*** Opening SOURCE RECORDS ***

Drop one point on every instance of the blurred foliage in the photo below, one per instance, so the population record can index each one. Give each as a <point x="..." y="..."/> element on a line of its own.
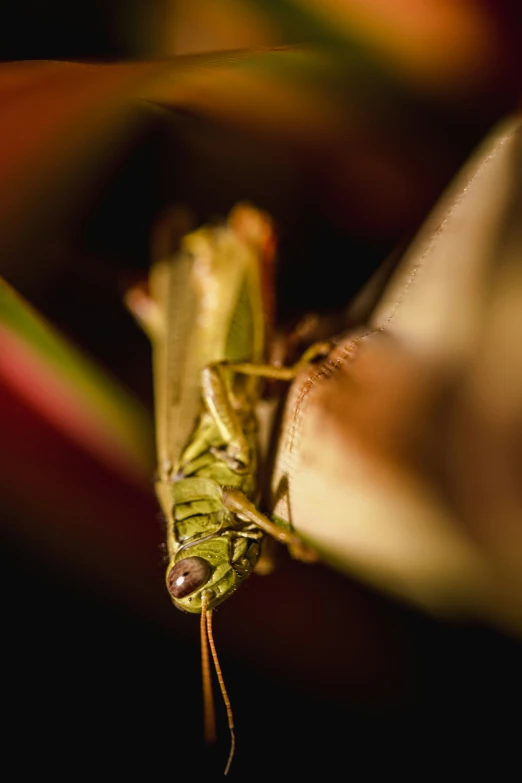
<point x="347" y="140"/>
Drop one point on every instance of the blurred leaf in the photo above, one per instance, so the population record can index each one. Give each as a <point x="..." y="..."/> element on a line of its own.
<point x="399" y="459"/>
<point x="72" y="392"/>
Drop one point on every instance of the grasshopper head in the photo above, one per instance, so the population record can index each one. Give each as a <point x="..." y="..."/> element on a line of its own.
<point x="208" y="570"/>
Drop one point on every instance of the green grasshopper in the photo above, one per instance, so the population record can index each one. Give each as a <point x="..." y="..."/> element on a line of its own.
<point x="206" y="313"/>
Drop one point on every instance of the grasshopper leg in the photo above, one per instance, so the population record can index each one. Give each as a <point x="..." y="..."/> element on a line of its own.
<point x="236" y="501"/>
<point x="315" y="351"/>
<point x="217" y="395"/>
<point x="144" y="309"/>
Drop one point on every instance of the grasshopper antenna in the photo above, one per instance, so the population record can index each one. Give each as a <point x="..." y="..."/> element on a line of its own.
<point x="228" y="706"/>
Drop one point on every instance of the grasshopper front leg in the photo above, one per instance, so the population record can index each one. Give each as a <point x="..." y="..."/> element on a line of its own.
<point x="237" y="502"/>
<point x="217" y="396"/>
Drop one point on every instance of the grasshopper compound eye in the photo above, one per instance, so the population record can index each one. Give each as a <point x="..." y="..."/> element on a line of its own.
<point x="188" y="575"/>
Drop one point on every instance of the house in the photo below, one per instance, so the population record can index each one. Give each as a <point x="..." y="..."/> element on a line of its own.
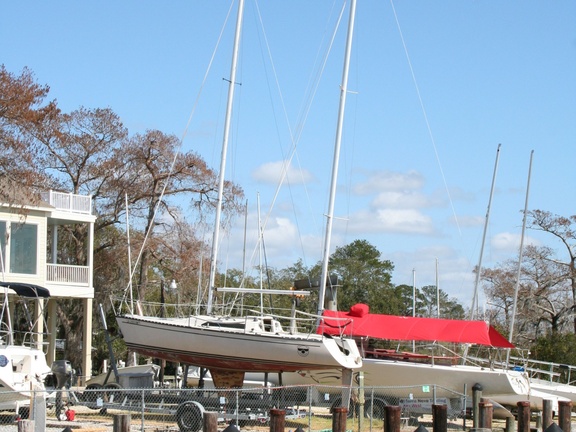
<point x="29" y="254"/>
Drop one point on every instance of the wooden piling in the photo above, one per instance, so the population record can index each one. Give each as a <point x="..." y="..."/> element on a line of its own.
<point x="486" y="410"/>
<point x="121" y="423"/>
<point x="278" y="420"/>
<point x="339" y="419"/>
<point x="439" y="418"/>
<point x="523" y="416"/>
<point x="392" y="418"/>
<point x="546" y="414"/>
<point x="564" y="413"/>
<point x="210" y="422"/>
<point x="26" y="426"/>
<point x="476" y="397"/>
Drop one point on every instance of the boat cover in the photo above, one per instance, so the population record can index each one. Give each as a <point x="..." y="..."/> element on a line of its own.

*** Closing SOURCE RECORDS ***

• _PROBLEM_: What you return should be only the lines from the line with "Drop one point on every instance of the grasshopper antenna" through the last line of the listing above, exactly, both ends included, pictures excluded.

• _PROBLEM SOLUTION_:
Drop one point on every instance of the grasshopper antenna in the photo above, one per instance, so the population record can index each one. Give each as a <point x="..." y="..."/> element on a line of its own.
<point x="228" y="706"/>
Drop one point on every instance of the grasshopper front leg in the photo above, one per instance, so the population record can index each one. Give each as a <point x="..." y="..."/> element on a line of its own.
<point x="237" y="502"/>
<point x="217" y="396"/>
Drop one point on every instance of the grasshopper compound eye in the photo above, one per instance, so the population record can index each one. Give each as a <point x="..." y="..."/> element on a line of its own.
<point x="188" y="575"/>
Drop one point on every instance of the house in the photo below, one per instance, so the population record can index each one. Give each as a <point x="..." y="..."/> element on a line of its own.
<point x="29" y="254"/>
Drop one point on every instance of the wooden piling in the photo above, one per instance, so the population record can index each one. Give each as a <point x="..." y="..."/> element on a line of its own.
<point x="486" y="410"/>
<point x="121" y="423"/>
<point x="278" y="420"/>
<point x="339" y="419"/>
<point x="439" y="418"/>
<point x="523" y="416"/>
<point x="392" y="418"/>
<point x="546" y="414"/>
<point x="564" y="413"/>
<point x="210" y="422"/>
<point x="26" y="426"/>
<point x="476" y="397"/>
Drop one point on every instance of the boat cover in the photo above, one per instance, so the population record can index each one. Give each as a <point x="..." y="..."/> element on a line of its own.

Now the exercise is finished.